→ **Supplied records**
*-*-*

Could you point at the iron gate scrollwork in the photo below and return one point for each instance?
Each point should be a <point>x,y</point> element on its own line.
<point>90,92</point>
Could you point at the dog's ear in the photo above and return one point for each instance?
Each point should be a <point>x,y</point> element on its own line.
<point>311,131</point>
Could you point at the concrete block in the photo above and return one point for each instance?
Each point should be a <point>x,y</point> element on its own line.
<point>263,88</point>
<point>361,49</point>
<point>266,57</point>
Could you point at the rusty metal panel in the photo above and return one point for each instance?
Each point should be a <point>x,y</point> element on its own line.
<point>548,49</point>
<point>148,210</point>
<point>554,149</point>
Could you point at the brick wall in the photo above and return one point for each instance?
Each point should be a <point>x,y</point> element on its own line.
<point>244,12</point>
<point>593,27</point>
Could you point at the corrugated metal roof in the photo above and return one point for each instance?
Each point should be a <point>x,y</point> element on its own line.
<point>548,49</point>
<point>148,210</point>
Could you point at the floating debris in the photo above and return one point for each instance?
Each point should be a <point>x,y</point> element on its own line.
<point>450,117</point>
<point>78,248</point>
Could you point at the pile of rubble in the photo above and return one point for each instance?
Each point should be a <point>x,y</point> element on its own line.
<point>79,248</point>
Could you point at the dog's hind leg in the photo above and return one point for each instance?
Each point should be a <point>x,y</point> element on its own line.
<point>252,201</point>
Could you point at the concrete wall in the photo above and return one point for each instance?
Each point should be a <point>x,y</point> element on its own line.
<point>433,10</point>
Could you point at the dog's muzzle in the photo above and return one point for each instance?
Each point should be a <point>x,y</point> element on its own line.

*-*-*

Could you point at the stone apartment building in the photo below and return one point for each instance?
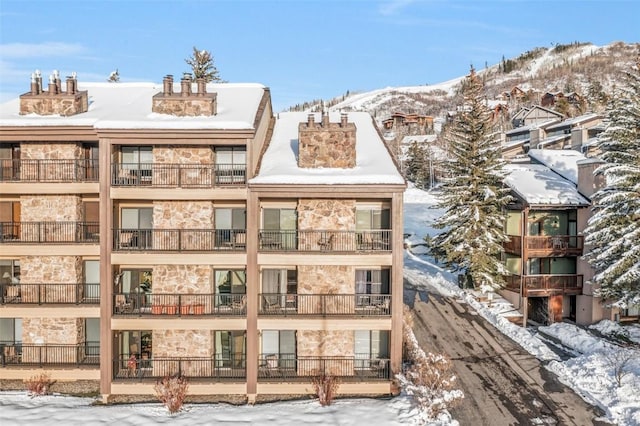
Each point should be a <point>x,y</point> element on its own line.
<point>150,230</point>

*-*-*

→ **Your instructions**
Taking the material above, extract exactly and only the lines from the line with "Could you point at the dog's ear" to the line with "Could you point at the concrete wall", inclusive of both.

→ **Exercise solution**
Could you point at the dog's ear in the photo above and return one point for each instance?
Each point should be a <point>x,y</point> element on its own line.
<point>311,131</point>
Could you point at the concrete block in the photo above and return one point for each instance?
Each point should be a <point>x,y</point> element on its own line.
<point>263,88</point>
<point>361,49</point>
<point>266,57</point>
Could you point at the rusty metal panel in the photo above and return one point for each instance?
Each point should be a <point>x,y</point> element on its own line.
<point>548,49</point>
<point>148,210</point>
<point>554,149</point>
Could you point at the brick wall in the photo above and return one point for each instance?
Each point should be a <point>x,y</point> element on its own line.
<point>244,12</point>
<point>593,27</point>
Could you point at the corrugated metal roof in the photo above and return one point for each instance?
Each point should be a <point>x,y</point> element on its own line.
<point>548,49</point>
<point>148,210</point>
Could you point at the floating debris in the photo above and return one point for each instance?
Each point should be a <point>x,y</point> element on its own line.
<point>450,117</point>
<point>78,248</point>
Could you point at the pile of rubble in the photo above and return one point for each instance?
Each point should be a <point>x,y</point> element on its own line.
<point>79,248</point>
Could you point at the dog's hind leg in the photo above and return one point for each instance?
Each point should be a <point>x,y</point> element on its own line.
<point>252,201</point>
Could you point at the concrete wall in the photo above and return one point for each instance?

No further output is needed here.